=== OBJECTIVE ===
In the items below, change "dining chair" to "folding chair" and give all the lines again with nothing else altered.

Stored items

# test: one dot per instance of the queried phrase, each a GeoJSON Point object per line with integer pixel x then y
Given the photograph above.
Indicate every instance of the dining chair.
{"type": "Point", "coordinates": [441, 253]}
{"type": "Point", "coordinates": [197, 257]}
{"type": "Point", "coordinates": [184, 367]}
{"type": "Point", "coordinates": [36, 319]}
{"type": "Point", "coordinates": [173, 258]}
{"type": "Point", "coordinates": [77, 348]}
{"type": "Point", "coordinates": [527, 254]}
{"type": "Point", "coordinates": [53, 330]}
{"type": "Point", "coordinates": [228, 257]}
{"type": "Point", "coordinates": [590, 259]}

=== THE COMPLETED TASK ===
# test: one dot per instance of the queried phrase, each a GeoJSON Point object per line with integer pixel x then y
Given the photograph above.
Indicate every instance of the folding chair.
{"type": "Point", "coordinates": [441, 253]}
{"type": "Point", "coordinates": [197, 257]}
{"type": "Point", "coordinates": [184, 367]}
{"type": "Point", "coordinates": [36, 319]}
{"type": "Point", "coordinates": [173, 258]}
{"type": "Point", "coordinates": [77, 348]}
{"type": "Point", "coordinates": [527, 254]}
{"type": "Point", "coordinates": [53, 330]}
{"type": "Point", "coordinates": [228, 257]}
{"type": "Point", "coordinates": [590, 259]}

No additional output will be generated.